(Data excerpts)

--- START ---

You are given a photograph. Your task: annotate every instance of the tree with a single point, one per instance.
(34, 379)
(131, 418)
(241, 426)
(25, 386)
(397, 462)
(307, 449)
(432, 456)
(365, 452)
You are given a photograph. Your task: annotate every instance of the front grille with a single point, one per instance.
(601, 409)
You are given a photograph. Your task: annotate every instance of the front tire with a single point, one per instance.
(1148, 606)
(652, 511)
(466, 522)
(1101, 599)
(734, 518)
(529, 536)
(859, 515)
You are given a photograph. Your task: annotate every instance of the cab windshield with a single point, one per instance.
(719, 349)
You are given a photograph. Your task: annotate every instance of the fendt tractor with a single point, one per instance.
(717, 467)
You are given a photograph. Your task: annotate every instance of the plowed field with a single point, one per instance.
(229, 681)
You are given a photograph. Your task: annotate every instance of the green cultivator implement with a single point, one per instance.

--- END ---
--- START ---

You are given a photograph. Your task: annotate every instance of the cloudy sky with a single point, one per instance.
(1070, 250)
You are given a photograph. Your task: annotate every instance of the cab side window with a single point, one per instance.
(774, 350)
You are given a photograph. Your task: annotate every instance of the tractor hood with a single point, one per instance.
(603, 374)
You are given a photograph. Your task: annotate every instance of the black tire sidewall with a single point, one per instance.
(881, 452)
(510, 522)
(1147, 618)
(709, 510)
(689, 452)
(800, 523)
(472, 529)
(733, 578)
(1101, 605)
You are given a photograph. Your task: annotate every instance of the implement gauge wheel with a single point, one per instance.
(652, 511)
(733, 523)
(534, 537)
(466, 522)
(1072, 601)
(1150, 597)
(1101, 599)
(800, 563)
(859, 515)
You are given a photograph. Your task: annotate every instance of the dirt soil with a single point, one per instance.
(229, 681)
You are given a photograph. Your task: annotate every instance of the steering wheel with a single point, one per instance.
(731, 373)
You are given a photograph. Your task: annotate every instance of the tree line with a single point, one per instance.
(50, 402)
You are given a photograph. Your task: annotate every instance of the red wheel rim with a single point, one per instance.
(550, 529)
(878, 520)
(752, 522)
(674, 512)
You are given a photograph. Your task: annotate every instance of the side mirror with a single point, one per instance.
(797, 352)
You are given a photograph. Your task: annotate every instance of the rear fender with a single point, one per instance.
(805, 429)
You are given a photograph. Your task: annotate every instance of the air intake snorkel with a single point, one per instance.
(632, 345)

--- END ---

Directions:
From the line that has "tire with a single point, one per instance." through the line that has "implement with a single point, one per instance.", copy every line exactly as it appears above, and leave out all others.

Task solution:
You are given a photograph. Your task: annotate every instance of the front tire with a single point, one per instance.
(1148, 606)
(652, 511)
(466, 522)
(1101, 599)
(734, 518)
(529, 536)
(859, 515)
You are given a photograph. Your task: annotate every instance of the cab windshield with a single point, one per instance.
(719, 349)
You are given a photograph. Your task: annotate every instance of the fendt tractor with a single point, one per instance.
(717, 467)
You are given a photograph. Your task: annotate every instance of the plowed field with a single point, one per instance.
(229, 681)
You are given a photograph. Your task: annotate every instance of the green cultivator implement with a single point, one per instance.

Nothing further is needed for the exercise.